> [Short task] Copy the listing below word for word, leaving out the pictures.

> [Provided entries]
════════════════════
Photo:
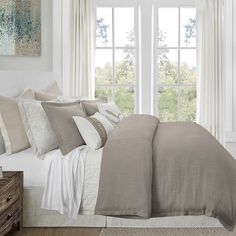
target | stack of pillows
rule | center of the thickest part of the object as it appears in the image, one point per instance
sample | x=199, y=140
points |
x=47, y=121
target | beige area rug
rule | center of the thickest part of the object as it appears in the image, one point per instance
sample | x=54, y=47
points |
x=167, y=232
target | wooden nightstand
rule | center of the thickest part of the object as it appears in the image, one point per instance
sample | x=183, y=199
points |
x=11, y=196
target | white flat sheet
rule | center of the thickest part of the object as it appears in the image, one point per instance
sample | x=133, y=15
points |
x=91, y=181
x=72, y=181
x=34, y=168
x=35, y=171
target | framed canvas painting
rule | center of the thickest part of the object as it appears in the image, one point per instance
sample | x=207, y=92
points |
x=20, y=27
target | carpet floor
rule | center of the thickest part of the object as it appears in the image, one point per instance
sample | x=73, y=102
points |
x=167, y=232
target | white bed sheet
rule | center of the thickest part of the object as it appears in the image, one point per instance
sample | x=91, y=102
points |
x=34, y=168
x=89, y=168
x=35, y=172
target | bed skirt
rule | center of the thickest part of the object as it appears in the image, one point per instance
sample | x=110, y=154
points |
x=34, y=216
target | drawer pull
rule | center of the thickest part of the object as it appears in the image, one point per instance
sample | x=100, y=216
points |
x=9, y=216
x=9, y=199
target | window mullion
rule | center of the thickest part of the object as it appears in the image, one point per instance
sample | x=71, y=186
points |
x=178, y=80
x=113, y=54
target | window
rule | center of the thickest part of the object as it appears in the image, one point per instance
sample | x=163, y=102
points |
x=115, y=69
x=175, y=60
x=146, y=57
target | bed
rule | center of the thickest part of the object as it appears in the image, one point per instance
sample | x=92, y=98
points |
x=35, y=175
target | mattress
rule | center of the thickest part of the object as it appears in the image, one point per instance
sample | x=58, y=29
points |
x=34, y=168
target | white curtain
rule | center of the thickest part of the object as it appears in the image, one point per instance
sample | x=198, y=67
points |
x=210, y=19
x=82, y=49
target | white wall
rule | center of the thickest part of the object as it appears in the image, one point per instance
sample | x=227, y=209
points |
x=42, y=63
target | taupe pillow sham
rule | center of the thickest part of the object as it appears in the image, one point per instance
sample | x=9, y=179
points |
x=60, y=116
x=11, y=123
x=51, y=93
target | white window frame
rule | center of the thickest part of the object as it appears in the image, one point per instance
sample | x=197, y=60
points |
x=136, y=85
x=178, y=85
x=146, y=89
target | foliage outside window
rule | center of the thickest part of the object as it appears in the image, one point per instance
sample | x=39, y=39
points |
x=115, y=57
x=174, y=60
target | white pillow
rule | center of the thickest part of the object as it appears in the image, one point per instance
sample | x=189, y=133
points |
x=38, y=129
x=94, y=129
x=111, y=112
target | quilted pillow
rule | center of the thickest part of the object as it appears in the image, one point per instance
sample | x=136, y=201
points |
x=11, y=125
x=94, y=129
x=39, y=131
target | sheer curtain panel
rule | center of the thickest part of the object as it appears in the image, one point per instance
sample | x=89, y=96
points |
x=210, y=19
x=83, y=47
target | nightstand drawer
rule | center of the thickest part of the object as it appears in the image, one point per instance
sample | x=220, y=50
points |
x=9, y=194
x=9, y=218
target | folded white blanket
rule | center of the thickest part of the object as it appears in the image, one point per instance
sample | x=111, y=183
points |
x=64, y=184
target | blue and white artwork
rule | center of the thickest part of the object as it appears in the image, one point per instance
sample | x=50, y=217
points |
x=20, y=27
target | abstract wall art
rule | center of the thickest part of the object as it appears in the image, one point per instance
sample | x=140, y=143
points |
x=20, y=27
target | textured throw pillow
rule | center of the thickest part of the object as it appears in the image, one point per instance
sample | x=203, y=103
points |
x=60, y=116
x=94, y=129
x=41, y=136
x=51, y=93
x=111, y=112
x=11, y=123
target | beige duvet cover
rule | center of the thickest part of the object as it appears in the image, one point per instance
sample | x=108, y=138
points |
x=153, y=169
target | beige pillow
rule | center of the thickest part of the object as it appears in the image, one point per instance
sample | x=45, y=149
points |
x=11, y=123
x=90, y=107
x=60, y=116
x=51, y=93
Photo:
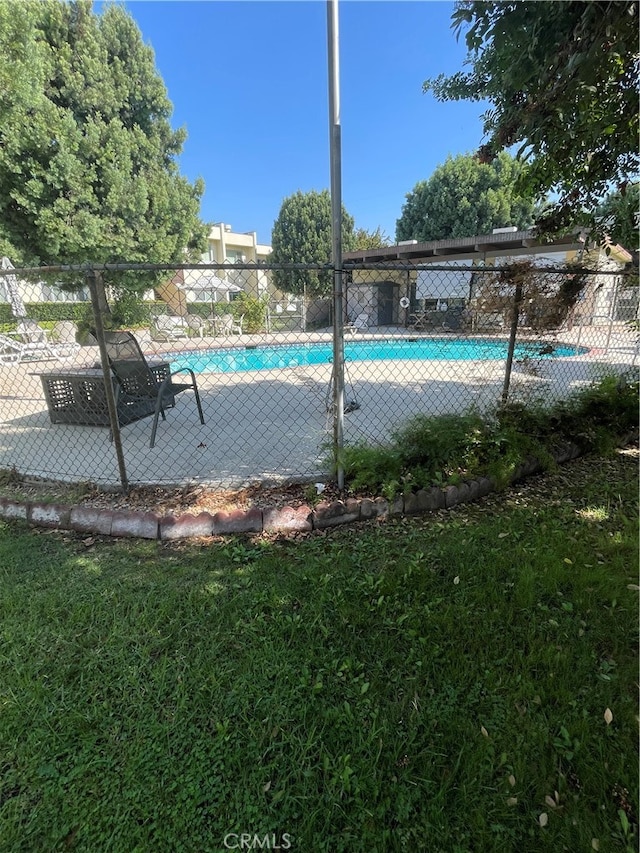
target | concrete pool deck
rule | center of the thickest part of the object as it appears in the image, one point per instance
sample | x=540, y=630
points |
x=272, y=426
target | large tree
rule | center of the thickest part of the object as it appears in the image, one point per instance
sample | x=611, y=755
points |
x=302, y=235
x=562, y=82
x=619, y=217
x=464, y=197
x=364, y=239
x=88, y=168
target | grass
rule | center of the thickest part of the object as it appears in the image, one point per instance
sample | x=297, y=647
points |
x=431, y=684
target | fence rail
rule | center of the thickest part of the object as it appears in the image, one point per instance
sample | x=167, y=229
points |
x=417, y=339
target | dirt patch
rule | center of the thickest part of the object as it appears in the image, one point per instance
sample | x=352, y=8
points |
x=190, y=499
x=193, y=498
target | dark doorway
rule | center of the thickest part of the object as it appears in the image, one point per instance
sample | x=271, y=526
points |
x=385, y=303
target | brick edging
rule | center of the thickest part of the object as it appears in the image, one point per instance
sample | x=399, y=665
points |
x=286, y=519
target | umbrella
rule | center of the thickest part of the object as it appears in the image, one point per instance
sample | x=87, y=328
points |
x=207, y=281
x=11, y=283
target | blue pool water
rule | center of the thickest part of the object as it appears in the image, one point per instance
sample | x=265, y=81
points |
x=238, y=359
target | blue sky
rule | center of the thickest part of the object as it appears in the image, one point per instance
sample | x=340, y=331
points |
x=249, y=82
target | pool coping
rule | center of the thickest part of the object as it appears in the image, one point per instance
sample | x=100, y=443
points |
x=271, y=520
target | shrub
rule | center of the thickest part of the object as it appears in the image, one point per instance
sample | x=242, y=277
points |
x=432, y=450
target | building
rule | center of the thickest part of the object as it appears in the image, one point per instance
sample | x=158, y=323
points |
x=230, y=247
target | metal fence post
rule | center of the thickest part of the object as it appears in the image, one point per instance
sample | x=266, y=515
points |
x=517, y=299
x=96, y=289
x=335, y=151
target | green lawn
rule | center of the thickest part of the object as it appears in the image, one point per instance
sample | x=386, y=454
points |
x=435, y=684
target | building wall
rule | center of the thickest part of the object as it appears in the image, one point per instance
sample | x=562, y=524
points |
════════════════════
> [Exercise response]
Photo:
target | stack of pillows
rule | center of the thickest part of the object as it appears in the image, one point per instance
sample | x=199, y=140
points |
x=47, y=121
target | beige area rug
rule | center of the thickest part of the object as it appears in the image, one point per instance
sample | x=54, y=47
points |
x=167, y=232
target | wooden nightstand
rule | center of the thickest part of the object as it appears in the image, one point per instance
sample | x=183, y=199
points |
x=11, y=196
target | white flat sheet
rule | center of the thickest part of the object as it appears in the image, one point per instance
sample | x=133, y=15
points |
x=91, y=181
x=72, y=181
x=34, y=168
x=35, y=171
target | framed canvas painting
rule | center of the thickest part of the object as it appears in the image, one point per instance
sample | x=207, y=92
points |
x=20, y=27
target | carpet floor
rule | center of the thickest part of the object as it appears in the image, one point per instance
sample | x=73, y=102
points |
x=167, y=232
target | white bed sheet
rule | center of the thickest part of the object as it appears in the image, one point per instance
sample | x=91, y=102
points |
x=34, y=168
x=89, y=168
x=35, y=172
target | bed skirt
rule | center of the thickest part of the object as it appears in the image, one point per instance
sample | x=110, y=154
points |
x=34, y=216
target | drawer pull
rule | center of the thickest part of the object as it appears in the image, one point per instance
sample | x=100, y=216
points |
x=9, y=216
x=9, y=199
target | window mullion
rule | center of the thickest part of the object as it appears in the image, one point per instance
sample | x=71, y=186
points |
x=178, y=80
x=113, y=54
target | window
rule | center of the thickest part of the object as it appears in the image, one point per instance
sample | x=163, y=102
points |
x=115, y=69
x=175, y=60
x=146, y=57
target | bed
rule | center of the thickest part of the object as it appears in the image, one point per instance
sample | x=92, y=98
points |
x=35, y=175
target | mattress
rule | center of the thickest part of the object as it appears in the image, one point per instance
sample | x=58, y=29
points |
x=34, y=168
target | white curtain
rule | center of the thickest part of the object as it appears in the image, one point per instance
sample | x=198, y=67
points |
x=210, y=19
x=82, y=49
target | white wall
rule | center of the thickest part of the object as it appears in the image, one point per instance
sample | x=227, y=209
points |
x=42, y=63
target | taupe pillow sham
rule | center of the thickest part of the object as it appears in the image, one point per instance
sample | x=9, y=179
points |
x=60, y=116
x=11, y=123
x=51, y=93
target | white window frame
rule | center of the thickest part of the object as it appears in the image, one point per instance
sample | x=197, y=60
points |
x=136, y=85
x=178, y=85
x=146, y=89
target | foliage outside window
rule | center of the thickest part of the object as it appears in the image, one point per instance
sample | x=39, y=39
points |
x=115, y=57
x=174, y=60
target | white pillow
rule | center of the thickest part of the object as it appears in the image, one point per instance
sample | x=189, y=133
points |
x=38, y=129
x=94, y=129
x=111, y=112
target | quilted pillow
rule | center of the thickest part of the object as it appears in the image, one point per instance
sample | x=136, y=201
points |
x=11, y=125
x=94, y=129
x=39, y=131
target | sheer curtain panel
rule | center of the thickest part of the object as it appears in the image, one point per instance
sample | x=89, y=96
points |
x=210, y=19
x=83, y=47
target | nightstand drawer
rule | center of the thickest part of the object as it appears in the image, one point per instance
sample | x=220, y=50
points |
x=9, y=194
x=9, y=218
target | folded white blanket
rule | center of the thickest part of the object as it appears in the image, one point per instance
sample | x=111, y=183
points |
x=64, y=184
target | blue and white artwork
rule | center of the thickest part of the object as it appears in the image, one point per instance
sample | x=50, y=217
points |
x=20, y=27
target | abstract wall art
rule | center of the thickest part of the object as it appears in the image, one point per instance
sample | x=140, y=143
points |
x=20, y=27
target | textured throw pillow
rule | center of the thickest part of the object as it appears in the image, one point per instance
sample | x=203, y=103
points |
x=60, y=116
x=94, y=129
x=41, y=136
x=51, y=93
x=111, y=112
x=11, y=123
target | beige duvet cover
rule | center of the thickest part of the object as it appears in the image, one point per instance
sample | x=108, y=138
points |
x=153, y=169
target | beige pillow
rule | center of the thickest part of the object as it appears in the image, one point per instance
sample | x=45, y=149
points |
x=11, y=123
x=90, y=107
x=60, y=116
x=51, y=93
Photo:
target | concrete pool deck
rule | center of the thickest part of the object as it appears in the image, one point per instance
sample | x=540, y=630
points |
x=272, y=426
target | large tree
rule | center of the thickest part of the object as it appears in the image, one point per instance
sample | x=611, y=755
points |
x=302, y=235
x=562, y=82
x=619, y=217
x=464, y=197
x=364, y=239
x=88, y=168
target | grass
rule | center of the thickest part of the object as it appears in the image, one point per instance
sample | x=297, y=647
points |
x=431, y=684
target | fence rail
rule | center of the thickest part of the object as it appears in the image, one point per instance
sample | x=167, y=229
points |
x=417, y=339
target | dirt patch
rule | center of the thickest part of the object as it appears in the image, one point per instance
sample | x=352, y=8
points |
x=190, y=499
x=193, y=498
target | dark doorway
rule | center of the thickest part of the object as it appears in the image, one point per instance
sample | x=271, y=526
points |
x=385, y=303
target | brick edging
rule | center of the thickest part of the object as it appears in the image, one point per instance
sample | x=399, y=665
points |
x=286, y=519
target | umbrella
rule | center of the thickest part of the object as it appears in the image, one point per instance
sample | x=87, y=328
points |
x=207, y=281
x=11, y=283
target | blue pool water
rule | center of the thickest part of the object as it appears in the image, one point per instance
sample | x=265, y=81
points |
x=238, y=359
target | blue sky
rule | center of the thickest part of the object as it appears in the image, one point per instance
sample | x=340, y=331
points |
x=249, y=82
target | pool coping
rule | center of the thickest part of the object as it appears in the image, one point per instance
sample | x=100, y=443
points |
x=271, y=520
target | shrub
rule | center of the thickest part of the object as it appears in the image, one point per instance
sample | x=242, y=277
points |
x=432, y=450
target | building
rule | center of the thickest part of the object as it appears in the image, one point per instance
sample | x=158, y=323
points |
x=230, y=247
target | metal fence post
rule | center of the thickest part of the object as it appears in the image, one point per instance
sample | x=266, y=515
points |
x=517, y=299
x=96, y=289
x=335, y=151
target | green lawn
rule | center of the thickest part of the object as it appears in the image, one point per instance
sample | x=386, y=454
points |
x=435, y=684
target | building wall
rule | center of the thickest part of the object as it appears in the image, one point per instance
sample | x=562, y=524
points |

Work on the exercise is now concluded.